◆ **PASSAGE TO READ**:
►
As the school bell blares through the hallways, a high school boy makes his way to his locker, with the only objective of talking to his crush. Finally, across the hallway, he sees them and has the perfect opportunity to make a move. Suddenly though, his feet feel heavier, his palms get clammy, and a terrible uneasiness appears in his stomach. Then the opportunity passes, his crush walks away, and the boy’s left standing there, wondering what just happened.
Though it’s tragic, things like this happen to various young students across the country. Because of their lack of experience in romantic relationships and fear of rejection, the thought of talking to someone you’re interested in can be petrifying.
From a survey sent to all Mount Vernon students, it’s clear that most people haven’t been in a relationship, or aren’t and would like to be. When asked, “If you are currently in a relationship, how did it start?” Thirty seven out of 65 answers fall under the category of not having a partner or having never had one, some even directly stating that they want one like “No I wish,” “I am not in a relationship sadly,” or “Not in one :(.”

So if people want to be in relationships, why aren’t they? What are the factors that stop a student from talking to somebody they like, asking them on a date, or trying to get their phone number?
“It’s seeing the woman that you like that really gets you,” a Mount Vernon student says, “Even when everything’s just right, when you see them, it’s just too scary to go up to them and say something.” This student also says that this problem hasn’t been solved for him, but he does have a strategy to help him. “Talk to at least one woman a day,” he advises. “Or if you absolutely can’t, then talk to a man.” The goal of this is to slowly acclimate a person to people that they have been nervous around and simultaneously improve simple conversation skills.
On the other hand, while you might have already heard it 100 times, being yourself and having confidence in your words and actions may be the best option when trying to make a connection. I
It’s often thought that being yourself is harmful and instead one should chase popularity, but this perspective leads to peer pressure, depression, and dangerous situations. “People see right through that,” said Mount Vernon teacher and basketball coach Derek Roberts.
◄
Write the next part of the article about students' fear of talking to their crushes, starting after its final sentence. The listing has nothing to do with the article about students' fear of talking to their crushes.

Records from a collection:
►
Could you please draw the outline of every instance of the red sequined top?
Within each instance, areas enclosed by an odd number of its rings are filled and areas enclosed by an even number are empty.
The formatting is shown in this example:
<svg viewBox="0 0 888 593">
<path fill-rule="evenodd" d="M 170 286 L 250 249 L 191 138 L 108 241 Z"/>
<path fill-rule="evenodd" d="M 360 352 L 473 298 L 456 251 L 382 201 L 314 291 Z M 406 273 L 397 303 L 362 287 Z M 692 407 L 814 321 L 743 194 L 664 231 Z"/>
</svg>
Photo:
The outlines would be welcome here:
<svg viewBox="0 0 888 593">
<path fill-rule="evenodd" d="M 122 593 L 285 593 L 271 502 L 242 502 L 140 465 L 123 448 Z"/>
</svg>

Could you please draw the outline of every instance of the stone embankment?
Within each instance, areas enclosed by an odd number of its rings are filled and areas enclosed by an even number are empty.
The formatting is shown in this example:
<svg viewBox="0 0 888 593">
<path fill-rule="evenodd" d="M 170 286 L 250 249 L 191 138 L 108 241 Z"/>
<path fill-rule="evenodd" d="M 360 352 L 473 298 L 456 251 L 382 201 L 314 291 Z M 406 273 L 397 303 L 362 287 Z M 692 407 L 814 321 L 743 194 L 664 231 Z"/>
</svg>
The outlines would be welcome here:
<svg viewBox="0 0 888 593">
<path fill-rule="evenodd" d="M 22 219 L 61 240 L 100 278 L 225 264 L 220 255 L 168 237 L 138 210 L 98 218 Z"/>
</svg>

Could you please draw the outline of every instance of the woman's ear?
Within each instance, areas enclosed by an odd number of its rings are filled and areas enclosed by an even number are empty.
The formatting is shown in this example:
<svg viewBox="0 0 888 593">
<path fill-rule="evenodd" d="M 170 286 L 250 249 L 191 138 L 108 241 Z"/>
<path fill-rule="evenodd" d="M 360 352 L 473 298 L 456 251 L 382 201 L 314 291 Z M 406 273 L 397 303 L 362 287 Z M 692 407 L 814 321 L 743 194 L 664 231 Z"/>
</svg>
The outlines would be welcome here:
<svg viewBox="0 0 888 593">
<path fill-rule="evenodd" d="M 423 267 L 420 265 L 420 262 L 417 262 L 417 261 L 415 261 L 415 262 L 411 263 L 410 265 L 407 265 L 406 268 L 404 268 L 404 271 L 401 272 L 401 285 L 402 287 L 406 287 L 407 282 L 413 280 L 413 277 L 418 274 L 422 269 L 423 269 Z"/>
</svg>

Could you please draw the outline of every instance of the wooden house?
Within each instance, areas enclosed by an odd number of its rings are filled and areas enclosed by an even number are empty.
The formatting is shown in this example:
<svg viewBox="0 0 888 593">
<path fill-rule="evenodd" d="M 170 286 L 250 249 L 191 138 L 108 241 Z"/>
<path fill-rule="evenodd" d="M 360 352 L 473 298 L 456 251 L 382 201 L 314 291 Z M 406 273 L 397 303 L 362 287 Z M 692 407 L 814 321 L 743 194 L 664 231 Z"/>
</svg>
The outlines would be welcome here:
◄
◆ **ANSWER TO THE PROBLEM**:
“They see through the cracks and the faults when you’re not true to being yourself,” Roberts said. As a happily married man, surely what he’s saying is justified. And even if it doesn’t work out, it has to be better for a move to fail whilst being your natural self than for you to change how you act just to be in a relationship.

Roberts goes on to say, “Find someone who has similar values to you, and that may not be in high school, unfortunately.” He suggests that some people, no matter the strategy used, won’t be able to find a good partner in high school.
To add another perspective to the topic, some relationships aren’t good for the parties involved. Social expectations can lead to people staying in toxic relationships that they aren’t happy with, or leading on a person with expectations of romance that they plan to drop when it’s convenient. Roberts uses the analogy of parasitism, mutualism, and commensalism to categorize high school relationships. Parasitism is a toxic relationship in which one benefits and the other is harmed. Mutualism is when someone benefits from a relationship while the other is unaffected. Commensalism is a power couple where both people make each other better. No matter what you do to find love though, it’s always best to be yourself and try to find people who make you better, because that’s really the only point of dating, regardless of age.